**GOAL OF THE EXERCISE**. Rewrite the entries with "even-odd fill rule" changed to "nonzero fill rule", keeping every other part the same.
--- START GIVEN INFORMATION ---
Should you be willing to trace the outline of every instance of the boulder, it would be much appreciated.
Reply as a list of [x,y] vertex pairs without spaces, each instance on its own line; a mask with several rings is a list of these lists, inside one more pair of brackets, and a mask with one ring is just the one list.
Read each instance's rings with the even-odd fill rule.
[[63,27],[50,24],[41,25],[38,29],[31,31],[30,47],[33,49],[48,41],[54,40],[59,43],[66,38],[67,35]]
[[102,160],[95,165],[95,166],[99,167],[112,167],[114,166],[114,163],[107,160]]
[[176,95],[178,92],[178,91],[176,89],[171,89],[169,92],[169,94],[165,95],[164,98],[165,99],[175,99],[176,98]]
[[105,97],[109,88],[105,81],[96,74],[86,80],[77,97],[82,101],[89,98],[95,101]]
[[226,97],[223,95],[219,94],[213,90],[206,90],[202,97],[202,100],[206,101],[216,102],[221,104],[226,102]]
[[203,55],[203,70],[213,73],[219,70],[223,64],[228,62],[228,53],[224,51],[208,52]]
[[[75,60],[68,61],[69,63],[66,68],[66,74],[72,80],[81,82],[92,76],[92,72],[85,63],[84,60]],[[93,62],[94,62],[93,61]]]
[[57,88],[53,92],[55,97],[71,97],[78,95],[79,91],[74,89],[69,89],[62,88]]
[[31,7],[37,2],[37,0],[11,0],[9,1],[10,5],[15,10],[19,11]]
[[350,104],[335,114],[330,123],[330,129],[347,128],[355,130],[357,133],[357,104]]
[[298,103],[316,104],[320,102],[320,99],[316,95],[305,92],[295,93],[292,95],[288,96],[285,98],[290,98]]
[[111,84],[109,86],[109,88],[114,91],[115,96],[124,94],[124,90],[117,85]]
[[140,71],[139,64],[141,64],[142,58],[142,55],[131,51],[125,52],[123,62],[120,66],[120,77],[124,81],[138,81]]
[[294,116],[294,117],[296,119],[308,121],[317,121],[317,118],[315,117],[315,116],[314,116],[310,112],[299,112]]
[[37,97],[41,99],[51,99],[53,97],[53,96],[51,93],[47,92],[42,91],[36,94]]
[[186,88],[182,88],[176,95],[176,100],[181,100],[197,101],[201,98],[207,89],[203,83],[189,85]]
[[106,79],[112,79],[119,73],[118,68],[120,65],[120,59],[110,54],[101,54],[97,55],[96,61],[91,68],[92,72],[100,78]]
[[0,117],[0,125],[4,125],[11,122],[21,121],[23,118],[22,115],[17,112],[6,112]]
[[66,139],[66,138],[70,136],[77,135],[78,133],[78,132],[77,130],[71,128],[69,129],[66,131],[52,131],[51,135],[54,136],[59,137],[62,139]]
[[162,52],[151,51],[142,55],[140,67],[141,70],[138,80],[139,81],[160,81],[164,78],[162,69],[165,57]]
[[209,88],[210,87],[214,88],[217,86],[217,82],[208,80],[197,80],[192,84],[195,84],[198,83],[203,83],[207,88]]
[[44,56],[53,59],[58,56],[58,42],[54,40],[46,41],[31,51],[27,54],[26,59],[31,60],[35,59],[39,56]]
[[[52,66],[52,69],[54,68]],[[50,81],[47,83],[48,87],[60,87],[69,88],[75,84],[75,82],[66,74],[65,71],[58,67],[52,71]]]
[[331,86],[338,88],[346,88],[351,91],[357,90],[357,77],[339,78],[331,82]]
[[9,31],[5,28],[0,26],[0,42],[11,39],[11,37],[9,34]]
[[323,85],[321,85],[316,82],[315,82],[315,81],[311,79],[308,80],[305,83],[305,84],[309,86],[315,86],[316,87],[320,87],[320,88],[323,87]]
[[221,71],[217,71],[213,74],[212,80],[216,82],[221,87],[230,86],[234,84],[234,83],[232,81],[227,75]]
--- END GIVEN INFORMATION ---
**EXERCISE RESPONSE**.
Should you be willing to trace the outline of every instance of the boulder, it would be much appreciated.
Reply as a list of [x,y] vertex pairs without spaces, each instance on its own line; a mask with several rings is a list of these lists, inside one more pair of brackets, and a mask with one ring is just the one list.
Read each instance's rings with the nonzero fill rule.
[[63,27],[50,24],[41,25],[38,29],[31,31],[30,47],[33,49],[48,41],[54,40],[59,43],[66,38],[67,35]]
[[102,160],[95,165],[95,166],[99,167],[112,167],[114,166],[114,163],[107,160]]
[[176,95],[178,92],[178,91],[176,89],[171,89],[169,92],[169,94],[165,95],[164,98],[165,99],[175,99],[176,98]]
[[105,97],[109,88],[105,81],[96,74],[86,80],[77,97],[82,101],[89,98],[95,101]]
[[226,97],[223,95],[219,94],[213,90],[206,90],[202,97],[202,100],[206,101],[216,102],[221,104],[226,102]]
[[203,55],[203,70],[213,73],[219,70],[223,64],[228,62],[228,53],[224,51],[208,52]]
[[[75,60],[68,61],[69,63],[66,68],[66,74],[72,80],[81,82],[92,76],[92,72],[85,63],[84,60]],[[93,62],[94,62],[93,61]]]
[[57,88],[53,92],[55,97],[71,97],[78,95],[79,91],[74,89],[69,89],[62,88]]
[[31,7],[37,2],[37,0],[11,0],[9,1],[10,5],[15,10],[19,11]]
[[350,104],[335,114],[330,123],[330,129],[347,128],[355,130],[357,133],[357,104]]
[[298,103],[316,104],[320,102],[320,99],[316,95],[305,92],[295,93],[292,95],[288,96],[285,98],[290,98]]
[[111,84],[109,86],[109,88],[114,91],[115,96],[124,94],[124,90],[117,85]]
[[140,71],[139,64],[141,64],[142,58],[142,55],[131,51],[125,52],[123,62],[120,66],[120,77],[124,81],[138,81]]
[[294,116],[294,117],[296,119],[308,121],[317,121],[317,118],[315,117],[315,116],[314,116],[310,112],[299,112]]
[[37,97],[41,99],[51,99],[53,97],[53,96],[51,93],[47,92],[42,91],[36,94]]
[[186,88],[182,88],[176,95],[176,100],[181,100],[197,101],[201,98],[207,89],[203,83],[189,85]]
[[106,79],[112,79],[119,73],[118,68],[120,65],[120,59],[110,54],[101,54],[97,55],[96,61],[91,68],[92,72],[100,78]]
[[0,117],[0,125],[4,125],[11,122],[21,121],[23,118],[22,115],[17,112],[6,112]]
[[66,139],[66,138],[70,136],[77,135],[78,133],[78,132],[77,130],[71,128],[69,129],[66,131],[52,131],[51,135],[54,136],[59,137],[62,139]]
[[162,52],[151,51],[142,55],[140,67],[141,70],[138,80],[139,81],[160,81],[164,78],[162,69],[165,57]]
[[209,88],[210,87],[214,88],[217,86],[217,82],[208,80],[197,80],[192,84],[195,84],[198,83],[203,83],[207,88]]
[[44,56],[53,59],[58,56],[58,42],[54,40],[46,41],[31,51],[27,54],[26,59],[31,60],[35,59],[39,56]]
[[[52,66],[52,69],[54,68]],[[50,81],[47,83],[48,87],[60,87],[69,88],[75,84],[75,82],[66,74],[65,71],[58,67],[52,71]]]
[[331,86],[338,88],[346,88],[351,91],[357,90],[357,77],[339,78],[331,82]]
[[9,31],[5,28],[0,26],[0,42],[11,39],[11,37],[9,34]]
[[323,85],[321,85],[316,82],[315,82],[315,81],[311,79],[308,80],[305,83],[305,84],[309,86],[315,86],[316,87],[320,87],[320,88],[323,87]]
[[221,71],[217,71],[213,74],[212,80],[216,82],[221,87],[230,86],[234,84],[234,83],[232,81],[227,75]]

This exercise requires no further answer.